TASK DIRECTIONS:
Repeat verbatim, and only, the lines of the data below, beginning at the line that contains "Target: sandy beach" and stopping after the line that contains "Target: building".

DATA SUPPLIED:
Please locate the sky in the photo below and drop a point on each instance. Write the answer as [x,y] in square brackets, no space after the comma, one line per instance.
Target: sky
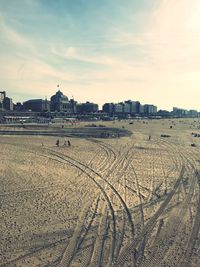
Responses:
[102,50]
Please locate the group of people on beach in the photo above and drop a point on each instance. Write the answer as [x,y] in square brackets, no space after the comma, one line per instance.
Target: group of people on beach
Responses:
[66,143]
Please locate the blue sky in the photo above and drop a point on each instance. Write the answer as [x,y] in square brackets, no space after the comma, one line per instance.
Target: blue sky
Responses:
[102,50]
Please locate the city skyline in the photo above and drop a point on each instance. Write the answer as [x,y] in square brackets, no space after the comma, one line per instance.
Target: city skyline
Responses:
[102,51]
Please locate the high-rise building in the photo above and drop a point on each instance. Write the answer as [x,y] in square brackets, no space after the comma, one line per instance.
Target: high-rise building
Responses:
[108,108]
[134,106]
[150,109]
[60,102]
[87,107]
[8,104]
[2,96]
[37,105]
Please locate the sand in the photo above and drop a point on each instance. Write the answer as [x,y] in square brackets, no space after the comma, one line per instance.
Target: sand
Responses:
[127,201]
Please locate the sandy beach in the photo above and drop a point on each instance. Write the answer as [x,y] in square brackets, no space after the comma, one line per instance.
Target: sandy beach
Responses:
[130,201]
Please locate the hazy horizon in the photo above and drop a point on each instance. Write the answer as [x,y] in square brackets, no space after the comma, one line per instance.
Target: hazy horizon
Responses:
[102,51]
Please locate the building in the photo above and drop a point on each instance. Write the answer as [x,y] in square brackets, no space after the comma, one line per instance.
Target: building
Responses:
[60,102]
[18,106]
[7,104]
[141,110]
[87,107]
[108,108]
[118,108]
[179,112]
[150,109]
[126,108]
[37,105]
[134,107]
[2,96]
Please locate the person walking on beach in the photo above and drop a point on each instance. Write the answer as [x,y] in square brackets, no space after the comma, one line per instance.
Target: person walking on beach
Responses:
[57,142]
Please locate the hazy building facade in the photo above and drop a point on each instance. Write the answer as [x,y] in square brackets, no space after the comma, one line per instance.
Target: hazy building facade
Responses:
[37,105]
[2,96]
[8,104]
[87,107]
[108,108]
[150,109]
[59,102]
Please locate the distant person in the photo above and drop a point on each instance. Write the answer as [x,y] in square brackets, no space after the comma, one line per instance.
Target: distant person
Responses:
[57,142]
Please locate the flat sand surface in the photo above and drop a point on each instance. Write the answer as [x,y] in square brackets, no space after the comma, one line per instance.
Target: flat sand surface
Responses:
[131,201]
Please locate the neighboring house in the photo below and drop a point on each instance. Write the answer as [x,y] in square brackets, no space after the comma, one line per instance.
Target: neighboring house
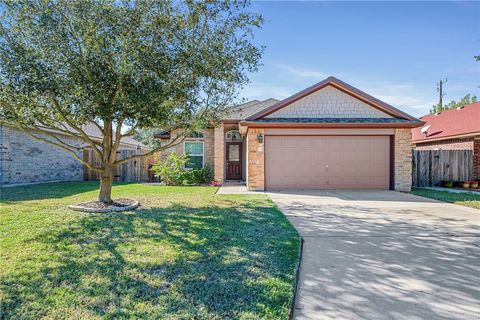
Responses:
[455,129]
[26,160]
[328,136]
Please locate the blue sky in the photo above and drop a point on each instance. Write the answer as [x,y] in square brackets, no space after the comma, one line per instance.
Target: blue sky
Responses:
[396,51]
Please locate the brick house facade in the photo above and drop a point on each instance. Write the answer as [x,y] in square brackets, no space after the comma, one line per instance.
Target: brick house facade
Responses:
[25,160]
[328,136]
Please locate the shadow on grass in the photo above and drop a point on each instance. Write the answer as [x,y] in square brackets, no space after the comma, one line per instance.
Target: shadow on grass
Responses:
[206,262]
[53,190]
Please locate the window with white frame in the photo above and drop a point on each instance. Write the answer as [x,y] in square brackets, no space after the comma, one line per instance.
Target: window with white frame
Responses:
[194,151]
[233,135]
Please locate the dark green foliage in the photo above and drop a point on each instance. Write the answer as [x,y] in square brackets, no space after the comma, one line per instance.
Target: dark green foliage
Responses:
[121,66]
[196,176]
[171,171]
[185,254]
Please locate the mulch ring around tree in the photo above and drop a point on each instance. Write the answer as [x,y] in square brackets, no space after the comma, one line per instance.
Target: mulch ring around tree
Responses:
[117,205]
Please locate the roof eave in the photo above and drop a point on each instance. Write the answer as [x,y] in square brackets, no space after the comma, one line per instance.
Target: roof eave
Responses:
[455,136]
[342,86]
[252,124]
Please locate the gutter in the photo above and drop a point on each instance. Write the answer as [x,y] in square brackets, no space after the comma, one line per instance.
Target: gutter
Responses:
[1,155]
[252,124]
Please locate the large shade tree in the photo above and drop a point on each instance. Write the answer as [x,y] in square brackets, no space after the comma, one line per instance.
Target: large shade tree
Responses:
[121,66]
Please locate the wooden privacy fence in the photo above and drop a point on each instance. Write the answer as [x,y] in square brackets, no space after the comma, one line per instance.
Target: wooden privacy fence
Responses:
[132,171]
[431,167]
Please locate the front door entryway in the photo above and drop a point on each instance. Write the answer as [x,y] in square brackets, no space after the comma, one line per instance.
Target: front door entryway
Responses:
[234,160]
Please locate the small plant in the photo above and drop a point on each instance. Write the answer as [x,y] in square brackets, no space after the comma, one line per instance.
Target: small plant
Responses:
[215,184]
[196,176]
[172,172]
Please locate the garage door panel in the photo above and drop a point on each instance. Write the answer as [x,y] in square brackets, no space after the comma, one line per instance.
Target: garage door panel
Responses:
[327,162]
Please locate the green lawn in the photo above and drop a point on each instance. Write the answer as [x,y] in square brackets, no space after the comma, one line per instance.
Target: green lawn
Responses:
[463,199]
[185,254]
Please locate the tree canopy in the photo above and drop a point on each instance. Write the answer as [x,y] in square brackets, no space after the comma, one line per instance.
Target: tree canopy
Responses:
[121,65]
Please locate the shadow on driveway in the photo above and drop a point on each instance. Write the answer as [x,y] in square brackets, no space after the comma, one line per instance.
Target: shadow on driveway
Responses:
[384,255]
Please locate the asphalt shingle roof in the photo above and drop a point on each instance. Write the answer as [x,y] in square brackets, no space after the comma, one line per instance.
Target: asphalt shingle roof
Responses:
[331,120]
[245,110]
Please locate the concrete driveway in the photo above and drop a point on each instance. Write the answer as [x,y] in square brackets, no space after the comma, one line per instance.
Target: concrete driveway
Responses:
[384,255]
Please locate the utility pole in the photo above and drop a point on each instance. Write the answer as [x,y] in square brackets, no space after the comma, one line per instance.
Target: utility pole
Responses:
[441,93]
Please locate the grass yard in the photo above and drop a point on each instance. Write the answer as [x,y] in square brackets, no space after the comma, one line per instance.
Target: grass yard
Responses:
[185,254]
[463,199]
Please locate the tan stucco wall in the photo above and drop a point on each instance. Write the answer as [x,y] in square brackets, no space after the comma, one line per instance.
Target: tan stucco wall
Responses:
[329,102]
[402,156]
[403,159]
[255,161]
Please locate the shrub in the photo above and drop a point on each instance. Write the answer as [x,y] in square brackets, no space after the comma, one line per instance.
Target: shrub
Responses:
[171,171]
[197,176]
[171,168]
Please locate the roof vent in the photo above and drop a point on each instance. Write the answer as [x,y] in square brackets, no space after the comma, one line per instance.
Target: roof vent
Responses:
[424,130]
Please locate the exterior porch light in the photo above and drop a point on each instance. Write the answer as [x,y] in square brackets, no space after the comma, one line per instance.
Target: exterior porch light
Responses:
[260,138]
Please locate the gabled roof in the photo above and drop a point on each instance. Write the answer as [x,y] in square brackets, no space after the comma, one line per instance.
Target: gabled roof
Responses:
[245,110]
[340,85]
[448,124]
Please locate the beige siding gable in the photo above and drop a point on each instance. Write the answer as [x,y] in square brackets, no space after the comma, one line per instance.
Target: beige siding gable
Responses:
[329,102]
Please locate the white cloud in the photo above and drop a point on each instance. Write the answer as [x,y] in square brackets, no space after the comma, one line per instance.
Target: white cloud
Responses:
[262,91]
[300,73]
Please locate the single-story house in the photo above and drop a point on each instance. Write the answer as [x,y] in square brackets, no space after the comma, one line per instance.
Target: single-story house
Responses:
[26,160]
[328,136]
[455,129]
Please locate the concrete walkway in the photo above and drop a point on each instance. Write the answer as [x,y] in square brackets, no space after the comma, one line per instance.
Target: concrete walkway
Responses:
[234,187]
[384,255]
[453,190]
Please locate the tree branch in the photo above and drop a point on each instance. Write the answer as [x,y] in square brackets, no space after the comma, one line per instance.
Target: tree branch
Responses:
[177,140]
[61,146]
[82,133]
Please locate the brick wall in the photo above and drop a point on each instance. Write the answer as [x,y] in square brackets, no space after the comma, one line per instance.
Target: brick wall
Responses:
[476,159]
[329,103]
[208,146]
[25,160]
[255,161]
[451,144]
[403,160]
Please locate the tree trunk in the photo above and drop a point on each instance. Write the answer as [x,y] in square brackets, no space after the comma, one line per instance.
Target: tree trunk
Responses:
[106,181]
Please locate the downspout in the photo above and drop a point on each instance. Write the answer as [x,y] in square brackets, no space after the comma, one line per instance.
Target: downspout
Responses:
[1,155]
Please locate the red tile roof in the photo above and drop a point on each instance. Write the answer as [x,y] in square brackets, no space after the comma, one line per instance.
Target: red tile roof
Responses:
[450,123]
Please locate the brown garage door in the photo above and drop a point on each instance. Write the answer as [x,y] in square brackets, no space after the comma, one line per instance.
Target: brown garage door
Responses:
[327,162]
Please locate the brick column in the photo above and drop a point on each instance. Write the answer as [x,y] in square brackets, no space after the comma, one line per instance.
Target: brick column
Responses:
[476,159]
[219,154]
[255,161]
[403,159]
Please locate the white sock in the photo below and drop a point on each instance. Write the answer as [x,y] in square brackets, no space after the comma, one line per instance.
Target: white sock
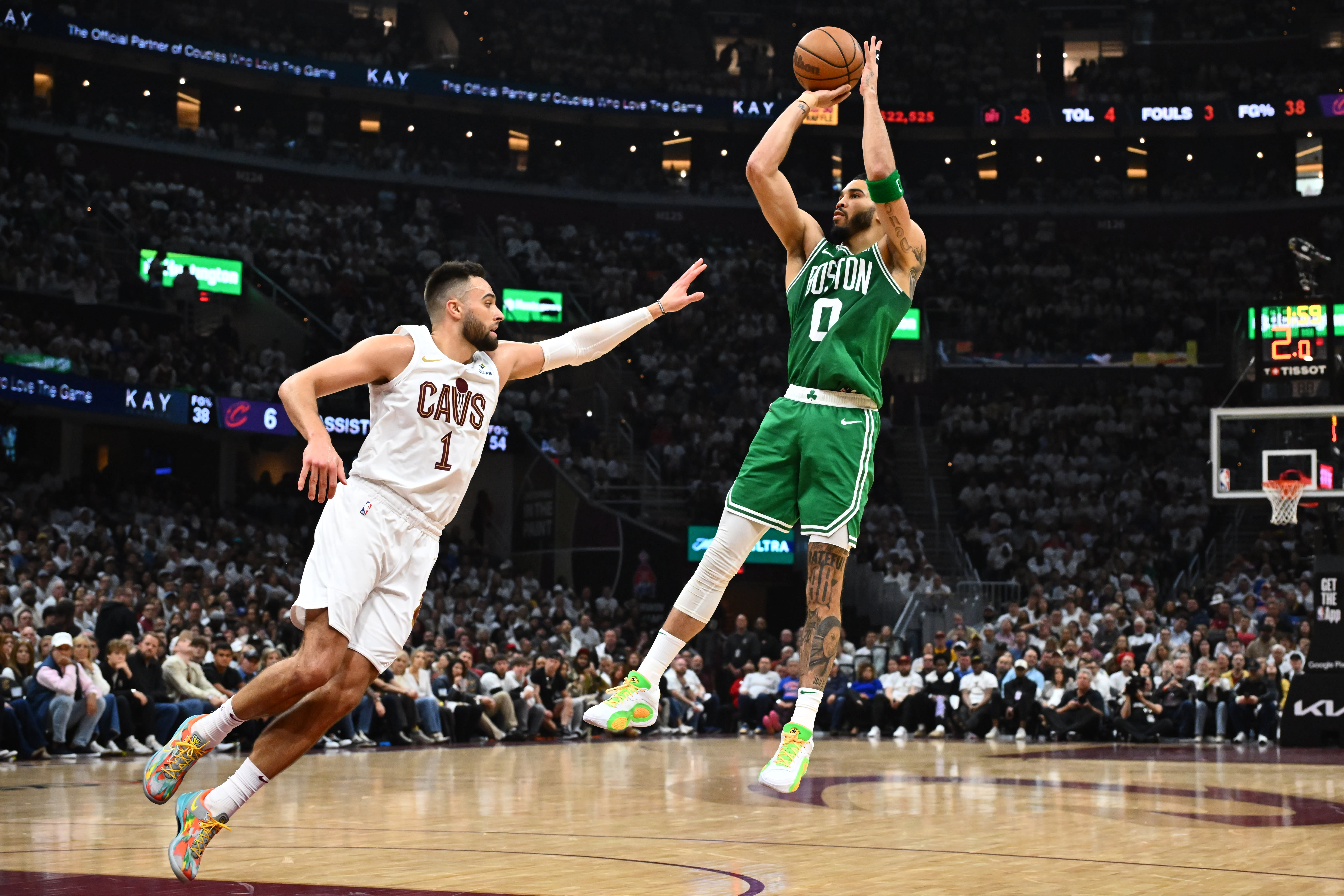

YOUR RESPONSE:
Target: sandy beach
Responses:
[130,201]
Please locate the hazy horizon in the photo above and drop a point on each instance. Write the answer as [x,y] in square brackets, no space after the comma, one line per instance.
Target: hazy horizon
Responses:
[102,51]
Please locate the building in the photo above and drop a point on each instance. Write the answer as [x,y] in square brackets, no space after the comma, one line per instance.
Target: building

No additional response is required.